▸ **TAREFAS A REALIZAR**:
**1.** Reproduza fielmente o trecho do texto sobre a escola que começa em "O edifício foi" e segue até "Soares dos Reis.".
**2.** Indique se cada afirmação está de acordo com o texto sobre a escola, respondendo sim ou não e citando as palavras do texto que o decidem: (a) O Conde de Ferreira morreu a 24 de Março de 1866. (b) A Câmara Municipal doou 800$000 (mil reis) para a construção. (c) A sessão de treino paramilitar da Mocidade Portuguesa decorria ao domingo.
**3.** Dê seguimento ao texto sobre a escola, escrevendo a parte que viria depois da última frase apresentada.

#### TEXTO FORNECIDO

O edifício foi construído graças à participação de um mecenas. Joaquim Ferreira dos Santos, Conde de Ferreira, era um antigo emigrante em África e no Brasil, onde angariou imensa fortuna. Tendo testemunhado as dificuldades passadas pelos seus patrícios em terra estranha, bons trabalhadores mas analfabetos, incapazes de enviar meia-duzia de letras à família que em Portugal aguardava ansiosamente notícias, quando regressou ao seu país legou em testamento um fundo para a construção de 120 Escolas Primárias. Em todas elas foi inserida a data 24 de Março de 1866, dia da sua morte. Encontra-se sepultado no Cemitério de Agramonte, num mausoléu construído pelo escultor Soares dos Reis.
Em 10 de Setembro de 1867, realizou-se o lançamento da primeira pedra para a construção. Em termos monetários, contabilizava-se 1200$000 (mil reis) da Fundação Conde de Ferreira; 800$000 (mil reis) doados pela Confraria do Santíssimo Sacramento e o restante, da responsabilidade da Câmara Municipal.
(Dados históricos destinados a facilitar a quem pretenda conhecer melhor Condeixa, a inclusão nestes exercícios de memória têm apenas o valor da informação que se pode obter em trabalhos literários, nomeadamente “Condeixa-a-Nova, de Augusto dos Santos Conceição” e “Subsídios Para a História de Condeixa-de Fernando de Sá Viana Rebelo e Isac Pinto.)
A Escola, no meu tempo era dirigida por dois professores: João Correia e António Mateus. Em 1946 faleceu João Correia e foi substituído por António de Jesus Pita.
O que é que se pode mais dizer sobre a Escola? Os anos da infância, são, incontestavelmente, os melhores da vida de uma pessoa. Os problemas resumem-se a conseguir cumprir as determinações dos pais, professores e outros agentes de formação. Mas no meu tempo, as preocupações eram substancialmente acrescidas com o medo de desagradar aos mestres. Porque os castigos eram pesados. Por exemplo: no ditado, cada erro correspondia a uma reguada. Esta, já não era a falada “menina dos cinco olhos”, mas apenas uma vulgar tábua que doía que se fartava, ao bater com toda a força na palma das mãos! Os cachopos de vez em quando inventavam meios de minorar a dor, coisas que, diga-se de passagem, não surtiam qualquer efeito. Lembro-me de uma hipótese que consistia em colocar na mão uma crina de cavalo, crendo a criança que isto provocava a quebra da régua. O pior era se o professor descobria o inocente e ineficaz estratagema, pois redobrava a pena a aplicar.
Como qualquer outra criança, também sofri bastantes castigos. A maior parte merecidos, alguns escusados. Apenas um ficou mais gravado na memória, porque foi inteiramente injusto!
Ao sábado de manhã, havia uma sessão de treino paramilitar, da Mocidade Portuguesa, ministrada pelo Tenente Pires Beato. Imagine-se: garotos dos sete aos dez ou pouco mais anos, aprumados em formatura e a marchar! Que ridículo!

########
#### DADOS PARA ANÁLISE

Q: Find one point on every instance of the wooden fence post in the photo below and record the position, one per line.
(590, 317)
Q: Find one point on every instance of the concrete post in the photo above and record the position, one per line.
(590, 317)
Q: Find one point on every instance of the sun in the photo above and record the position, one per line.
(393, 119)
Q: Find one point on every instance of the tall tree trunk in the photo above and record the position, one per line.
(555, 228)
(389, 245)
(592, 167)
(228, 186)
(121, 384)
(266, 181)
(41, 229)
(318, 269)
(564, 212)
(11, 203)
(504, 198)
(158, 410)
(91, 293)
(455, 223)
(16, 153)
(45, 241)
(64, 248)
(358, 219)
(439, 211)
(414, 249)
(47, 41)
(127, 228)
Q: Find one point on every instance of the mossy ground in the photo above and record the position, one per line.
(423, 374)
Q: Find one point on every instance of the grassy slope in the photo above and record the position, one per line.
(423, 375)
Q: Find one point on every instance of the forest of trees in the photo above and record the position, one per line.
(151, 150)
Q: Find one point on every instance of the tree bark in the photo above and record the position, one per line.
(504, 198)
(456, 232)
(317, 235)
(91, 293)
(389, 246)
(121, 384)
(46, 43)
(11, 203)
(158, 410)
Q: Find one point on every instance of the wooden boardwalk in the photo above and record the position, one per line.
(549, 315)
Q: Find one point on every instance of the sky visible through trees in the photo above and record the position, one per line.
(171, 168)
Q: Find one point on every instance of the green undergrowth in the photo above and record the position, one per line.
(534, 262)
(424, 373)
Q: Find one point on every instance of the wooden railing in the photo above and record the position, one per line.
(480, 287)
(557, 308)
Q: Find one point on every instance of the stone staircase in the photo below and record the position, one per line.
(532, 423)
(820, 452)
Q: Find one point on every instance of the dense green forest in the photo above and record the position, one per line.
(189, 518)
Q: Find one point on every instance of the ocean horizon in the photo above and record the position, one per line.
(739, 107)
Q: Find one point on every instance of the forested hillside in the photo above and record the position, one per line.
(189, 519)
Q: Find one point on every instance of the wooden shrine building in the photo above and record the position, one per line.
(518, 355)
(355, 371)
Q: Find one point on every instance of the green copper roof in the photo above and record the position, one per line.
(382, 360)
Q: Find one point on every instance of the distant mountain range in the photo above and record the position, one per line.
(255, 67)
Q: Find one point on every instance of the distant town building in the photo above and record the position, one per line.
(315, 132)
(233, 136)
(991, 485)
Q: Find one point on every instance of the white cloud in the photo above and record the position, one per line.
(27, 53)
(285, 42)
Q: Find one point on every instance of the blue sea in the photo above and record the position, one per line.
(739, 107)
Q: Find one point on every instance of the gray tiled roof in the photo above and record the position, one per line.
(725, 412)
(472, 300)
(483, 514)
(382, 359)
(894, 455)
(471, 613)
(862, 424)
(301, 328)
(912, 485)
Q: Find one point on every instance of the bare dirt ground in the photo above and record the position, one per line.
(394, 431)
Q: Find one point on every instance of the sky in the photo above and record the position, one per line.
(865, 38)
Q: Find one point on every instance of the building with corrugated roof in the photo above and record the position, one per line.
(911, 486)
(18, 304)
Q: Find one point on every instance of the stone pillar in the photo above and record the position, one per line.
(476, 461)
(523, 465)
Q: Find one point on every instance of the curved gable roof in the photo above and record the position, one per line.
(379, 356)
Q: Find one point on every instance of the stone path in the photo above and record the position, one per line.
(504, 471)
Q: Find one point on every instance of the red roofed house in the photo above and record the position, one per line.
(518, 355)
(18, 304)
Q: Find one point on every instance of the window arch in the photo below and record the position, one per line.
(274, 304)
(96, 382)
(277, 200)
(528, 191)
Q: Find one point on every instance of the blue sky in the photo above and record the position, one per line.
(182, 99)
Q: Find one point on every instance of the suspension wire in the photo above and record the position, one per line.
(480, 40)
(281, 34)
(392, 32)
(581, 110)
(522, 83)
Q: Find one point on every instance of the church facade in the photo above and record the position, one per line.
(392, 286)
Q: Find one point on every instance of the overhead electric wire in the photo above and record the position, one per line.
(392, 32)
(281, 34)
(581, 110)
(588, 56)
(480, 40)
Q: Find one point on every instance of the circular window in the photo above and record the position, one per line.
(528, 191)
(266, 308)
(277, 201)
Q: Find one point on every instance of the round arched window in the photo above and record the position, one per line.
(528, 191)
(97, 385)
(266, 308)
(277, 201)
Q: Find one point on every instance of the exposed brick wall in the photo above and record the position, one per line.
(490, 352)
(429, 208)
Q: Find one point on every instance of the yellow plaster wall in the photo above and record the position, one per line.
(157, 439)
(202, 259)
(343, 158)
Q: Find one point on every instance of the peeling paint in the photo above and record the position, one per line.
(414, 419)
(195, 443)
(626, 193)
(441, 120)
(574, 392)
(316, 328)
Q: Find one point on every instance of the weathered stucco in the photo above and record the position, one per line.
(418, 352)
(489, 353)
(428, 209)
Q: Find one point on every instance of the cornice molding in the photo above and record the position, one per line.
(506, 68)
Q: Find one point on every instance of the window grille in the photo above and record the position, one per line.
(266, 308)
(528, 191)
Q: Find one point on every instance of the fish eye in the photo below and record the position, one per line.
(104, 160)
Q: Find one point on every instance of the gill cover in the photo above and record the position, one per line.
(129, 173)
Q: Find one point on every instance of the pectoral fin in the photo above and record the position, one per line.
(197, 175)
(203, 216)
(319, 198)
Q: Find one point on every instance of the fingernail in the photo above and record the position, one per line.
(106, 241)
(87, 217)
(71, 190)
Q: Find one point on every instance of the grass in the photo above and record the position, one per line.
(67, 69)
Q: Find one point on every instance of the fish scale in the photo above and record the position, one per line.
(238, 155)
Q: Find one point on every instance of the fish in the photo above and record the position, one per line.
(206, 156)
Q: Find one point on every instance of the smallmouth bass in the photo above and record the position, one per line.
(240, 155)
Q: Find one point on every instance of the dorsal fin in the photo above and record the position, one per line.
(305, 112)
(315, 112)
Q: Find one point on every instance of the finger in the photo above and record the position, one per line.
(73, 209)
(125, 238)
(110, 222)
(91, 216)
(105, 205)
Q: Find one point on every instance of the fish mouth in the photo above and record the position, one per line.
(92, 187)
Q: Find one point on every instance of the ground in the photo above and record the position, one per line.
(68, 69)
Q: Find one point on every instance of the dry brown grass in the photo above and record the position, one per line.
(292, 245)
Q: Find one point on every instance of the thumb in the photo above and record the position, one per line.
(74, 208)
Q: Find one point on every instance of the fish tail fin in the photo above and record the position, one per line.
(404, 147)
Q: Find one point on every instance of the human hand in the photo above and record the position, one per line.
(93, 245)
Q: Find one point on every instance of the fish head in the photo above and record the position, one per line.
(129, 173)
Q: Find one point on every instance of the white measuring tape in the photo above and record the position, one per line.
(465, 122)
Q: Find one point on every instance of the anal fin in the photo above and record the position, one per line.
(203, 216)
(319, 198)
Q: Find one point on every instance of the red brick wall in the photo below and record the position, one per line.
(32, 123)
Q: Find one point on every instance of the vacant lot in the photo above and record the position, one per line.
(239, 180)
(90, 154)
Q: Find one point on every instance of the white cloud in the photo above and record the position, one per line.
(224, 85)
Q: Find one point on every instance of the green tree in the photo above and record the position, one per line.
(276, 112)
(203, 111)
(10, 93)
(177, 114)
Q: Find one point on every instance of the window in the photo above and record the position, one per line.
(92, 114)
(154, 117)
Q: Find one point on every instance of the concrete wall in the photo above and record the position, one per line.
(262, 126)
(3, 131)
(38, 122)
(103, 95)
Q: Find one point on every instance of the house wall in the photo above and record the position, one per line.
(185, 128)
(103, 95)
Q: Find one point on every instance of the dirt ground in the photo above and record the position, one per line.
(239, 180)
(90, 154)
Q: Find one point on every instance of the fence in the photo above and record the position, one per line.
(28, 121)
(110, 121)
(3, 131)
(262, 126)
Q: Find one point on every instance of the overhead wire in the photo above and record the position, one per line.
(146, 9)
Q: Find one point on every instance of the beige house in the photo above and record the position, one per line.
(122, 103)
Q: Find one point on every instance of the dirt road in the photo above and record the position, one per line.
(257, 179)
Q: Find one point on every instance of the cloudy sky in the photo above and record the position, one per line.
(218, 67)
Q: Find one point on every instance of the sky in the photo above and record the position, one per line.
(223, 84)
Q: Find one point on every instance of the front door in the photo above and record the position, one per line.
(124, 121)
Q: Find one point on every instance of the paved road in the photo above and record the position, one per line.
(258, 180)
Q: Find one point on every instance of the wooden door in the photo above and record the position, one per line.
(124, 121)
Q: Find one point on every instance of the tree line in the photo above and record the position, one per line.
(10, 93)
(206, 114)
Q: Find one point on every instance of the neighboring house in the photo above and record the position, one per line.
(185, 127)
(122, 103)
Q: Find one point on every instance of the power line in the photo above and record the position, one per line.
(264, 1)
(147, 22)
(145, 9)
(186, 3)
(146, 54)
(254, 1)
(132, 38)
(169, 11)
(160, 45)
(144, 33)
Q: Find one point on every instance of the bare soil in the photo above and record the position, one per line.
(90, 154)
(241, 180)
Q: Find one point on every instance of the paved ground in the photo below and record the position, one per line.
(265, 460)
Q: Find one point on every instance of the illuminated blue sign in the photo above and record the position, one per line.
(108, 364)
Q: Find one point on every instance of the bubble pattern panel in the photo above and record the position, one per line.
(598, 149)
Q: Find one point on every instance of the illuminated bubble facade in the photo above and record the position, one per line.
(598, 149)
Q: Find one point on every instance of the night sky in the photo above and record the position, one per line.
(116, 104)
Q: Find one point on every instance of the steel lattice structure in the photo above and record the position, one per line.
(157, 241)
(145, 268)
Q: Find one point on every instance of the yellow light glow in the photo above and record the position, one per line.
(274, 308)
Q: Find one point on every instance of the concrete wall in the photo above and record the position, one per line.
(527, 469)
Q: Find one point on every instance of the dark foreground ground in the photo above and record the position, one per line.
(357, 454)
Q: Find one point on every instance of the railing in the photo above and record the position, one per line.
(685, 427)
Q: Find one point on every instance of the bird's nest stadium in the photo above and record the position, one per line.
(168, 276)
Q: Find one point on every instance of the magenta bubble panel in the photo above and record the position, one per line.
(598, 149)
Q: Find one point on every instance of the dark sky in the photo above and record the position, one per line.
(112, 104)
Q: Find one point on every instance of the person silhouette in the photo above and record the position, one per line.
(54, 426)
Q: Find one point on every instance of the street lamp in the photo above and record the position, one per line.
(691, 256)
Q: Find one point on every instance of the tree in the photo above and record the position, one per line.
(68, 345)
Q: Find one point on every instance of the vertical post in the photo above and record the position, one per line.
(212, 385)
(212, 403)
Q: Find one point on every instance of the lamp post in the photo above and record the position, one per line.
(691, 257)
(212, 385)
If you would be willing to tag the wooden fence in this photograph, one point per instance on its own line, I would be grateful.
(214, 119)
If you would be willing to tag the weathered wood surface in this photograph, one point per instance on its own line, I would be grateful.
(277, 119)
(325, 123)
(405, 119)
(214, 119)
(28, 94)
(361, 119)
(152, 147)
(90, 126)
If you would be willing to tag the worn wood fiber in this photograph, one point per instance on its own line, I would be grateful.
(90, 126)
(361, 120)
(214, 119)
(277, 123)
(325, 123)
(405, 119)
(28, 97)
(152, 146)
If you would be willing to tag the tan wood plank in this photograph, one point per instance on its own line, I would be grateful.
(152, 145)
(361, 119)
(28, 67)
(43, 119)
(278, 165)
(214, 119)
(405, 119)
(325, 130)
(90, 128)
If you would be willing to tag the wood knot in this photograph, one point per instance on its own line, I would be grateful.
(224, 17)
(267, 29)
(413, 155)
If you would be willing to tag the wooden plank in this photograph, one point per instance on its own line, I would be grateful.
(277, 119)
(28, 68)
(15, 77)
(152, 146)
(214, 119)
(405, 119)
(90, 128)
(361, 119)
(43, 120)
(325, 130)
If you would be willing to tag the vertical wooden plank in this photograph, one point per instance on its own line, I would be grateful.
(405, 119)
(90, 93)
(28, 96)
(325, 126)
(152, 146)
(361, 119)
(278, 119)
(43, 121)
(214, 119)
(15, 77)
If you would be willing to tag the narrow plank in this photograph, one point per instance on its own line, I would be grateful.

########

▸ **RESULTADOS POR TAREFA**:
**1.**
O edifício foi construído graças à participação de um mecenas. Joaquim Ferreira dos Santos, Conde de Ferreira, era um antigo emigrante em África e no Brasil, onde angariou imensa fortuna. Tendo testemunhado as dificuldades passadas pelos seus patrícios em terra estranha, bons trabalhadores mas analfabetos, incapazes de enviar meia-duzia de letras à família que em Portugal aguardava ansiosamente notícias, quando regressou ao seu país legou em testamento um fundo para a construção de 120 Escolas Primárias. Em todas elas foi inserida a data 24 de Março de 1866, dia da sua morte. Encontra-se sepultado no Cemitério de Agramonte, num mausoléu construído pelo escultor Soares dos Reis.

**2.**
(a) Sim: "Em todas elas foi inserida a data 24 de Março de 1866, dia da sua morte."
(b) Não: "800$000 (mil reis) doados pela Confraria do Santíssimo Sacramento e o restante, da responsabilidade da Câmara Municipal."
(c) Não: "Ao sábado de manhã, havia uma sessão de treino paramilitar, da Mocidade Portuguesa"

**3.**
No tempo do professor João Correia, havia uma outra actividade bem mais interessante: um coro formado por todas as crianças da Escola. Aliás, creio ter sido essa a mais valiosa prestação do “temido” professor João Galo.
Em frente, o Hospital!
Foi construído graças à generosidade do condeixense Dr. Simão da Cunha D’ Eça Azevedo, que legou toda a sua fortuna à Câmara de Condeixa, para…”Fundar em edifício próprio, e que satisfaça todas as condições exigidas pela ciência actual, um Hospital para nele serem tratados doentes dos dois sexos, preferindo sempre os da minha freguesia e concelho e custear todas as despesas que para tal sejam exigidas.” (Subsídios Para a História de Condeixa). Era assim que estava determinado no testamento daquele benfeitor.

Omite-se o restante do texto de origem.